» **EXCERPTED DATA**

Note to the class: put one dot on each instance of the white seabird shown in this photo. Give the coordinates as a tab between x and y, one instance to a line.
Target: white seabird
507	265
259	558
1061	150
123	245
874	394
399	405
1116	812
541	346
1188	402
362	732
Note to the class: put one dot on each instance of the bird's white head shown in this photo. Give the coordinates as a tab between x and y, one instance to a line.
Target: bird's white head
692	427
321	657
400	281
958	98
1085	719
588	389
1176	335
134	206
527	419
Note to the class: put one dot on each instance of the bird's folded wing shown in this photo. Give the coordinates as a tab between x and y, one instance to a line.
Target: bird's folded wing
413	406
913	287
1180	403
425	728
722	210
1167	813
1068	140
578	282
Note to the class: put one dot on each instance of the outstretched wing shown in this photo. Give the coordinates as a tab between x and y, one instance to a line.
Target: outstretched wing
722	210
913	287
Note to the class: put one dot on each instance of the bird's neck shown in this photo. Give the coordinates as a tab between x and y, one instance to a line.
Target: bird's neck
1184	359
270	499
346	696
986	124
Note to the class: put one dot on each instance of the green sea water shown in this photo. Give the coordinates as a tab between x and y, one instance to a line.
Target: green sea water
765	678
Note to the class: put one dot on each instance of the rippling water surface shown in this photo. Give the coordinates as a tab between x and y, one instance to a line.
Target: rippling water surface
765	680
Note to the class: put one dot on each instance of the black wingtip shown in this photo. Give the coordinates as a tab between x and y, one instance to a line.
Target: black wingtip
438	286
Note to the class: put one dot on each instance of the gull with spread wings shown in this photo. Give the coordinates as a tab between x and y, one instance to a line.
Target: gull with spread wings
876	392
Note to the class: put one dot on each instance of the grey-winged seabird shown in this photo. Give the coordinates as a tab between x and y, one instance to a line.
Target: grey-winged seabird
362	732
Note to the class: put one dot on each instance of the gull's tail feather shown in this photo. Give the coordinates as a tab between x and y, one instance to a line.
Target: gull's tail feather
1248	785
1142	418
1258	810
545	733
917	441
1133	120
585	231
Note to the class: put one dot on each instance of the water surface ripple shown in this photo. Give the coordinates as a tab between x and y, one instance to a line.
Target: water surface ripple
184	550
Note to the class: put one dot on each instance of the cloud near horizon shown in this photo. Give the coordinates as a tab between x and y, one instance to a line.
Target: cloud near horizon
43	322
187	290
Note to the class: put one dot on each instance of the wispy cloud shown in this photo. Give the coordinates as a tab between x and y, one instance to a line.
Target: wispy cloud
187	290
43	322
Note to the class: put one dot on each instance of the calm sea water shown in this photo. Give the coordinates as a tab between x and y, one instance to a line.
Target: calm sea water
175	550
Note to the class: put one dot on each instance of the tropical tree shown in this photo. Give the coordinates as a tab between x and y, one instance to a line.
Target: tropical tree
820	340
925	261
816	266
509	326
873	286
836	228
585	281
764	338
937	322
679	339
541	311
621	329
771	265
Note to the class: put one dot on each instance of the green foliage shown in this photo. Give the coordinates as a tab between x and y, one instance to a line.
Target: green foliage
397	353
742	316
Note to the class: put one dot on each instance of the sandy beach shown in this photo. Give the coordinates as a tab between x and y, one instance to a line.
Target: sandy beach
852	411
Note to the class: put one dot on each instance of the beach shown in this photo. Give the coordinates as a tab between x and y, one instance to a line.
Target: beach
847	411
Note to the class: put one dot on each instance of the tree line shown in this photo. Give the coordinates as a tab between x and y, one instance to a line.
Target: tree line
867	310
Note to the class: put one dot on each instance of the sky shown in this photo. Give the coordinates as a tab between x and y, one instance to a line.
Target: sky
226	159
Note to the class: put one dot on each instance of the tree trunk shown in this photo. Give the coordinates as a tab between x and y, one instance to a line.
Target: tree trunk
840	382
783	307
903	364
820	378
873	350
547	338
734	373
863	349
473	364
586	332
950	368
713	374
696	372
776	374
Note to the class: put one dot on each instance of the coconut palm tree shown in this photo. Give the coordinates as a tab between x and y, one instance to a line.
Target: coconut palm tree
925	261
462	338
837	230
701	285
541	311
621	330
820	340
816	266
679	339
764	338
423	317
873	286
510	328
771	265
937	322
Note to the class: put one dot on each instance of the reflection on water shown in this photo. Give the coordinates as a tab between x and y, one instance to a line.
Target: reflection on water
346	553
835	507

» **TASK**
Starting with the line that contains "the sky shown", return each line through the last one of the data above, exactly as written and nothing more.

» **RESULT OF THIS EXERCISE**
Note to the class: put one dot on each instance of the sky shown in this photo. Give the coordinates as a tab between x and y, one instance to a line.
Target: sky
226	159
Note to the class: put one dot on each instance of the tree trunk shown in this photo. Give the coordinates as a tab between x and y, one instance to a line.
Target: tree trunk
840	382
783	307
903	364
820	378
873	350
547	338
734	373
863	349
473	364
586	332
950	368
713	374
696	372
776	374
Note to the class: put one dot on each instance of the coconut palm tree shown in this photo. Give the coordinates as a tab between x and y, one instance to a line.
Target: coconut palm tree
925	261
462	338
837	230
701	285
541	311
621	330
820	340
816	266
679	339
764	338
423	317
873	286
510	328
771	265
937	322
Note to the class: put one dot on each instance of the reflection on water shown in this photo. Give the coordinates as a tab between x and y, one instance to a line.
Target: reflection on water
346	553
835	507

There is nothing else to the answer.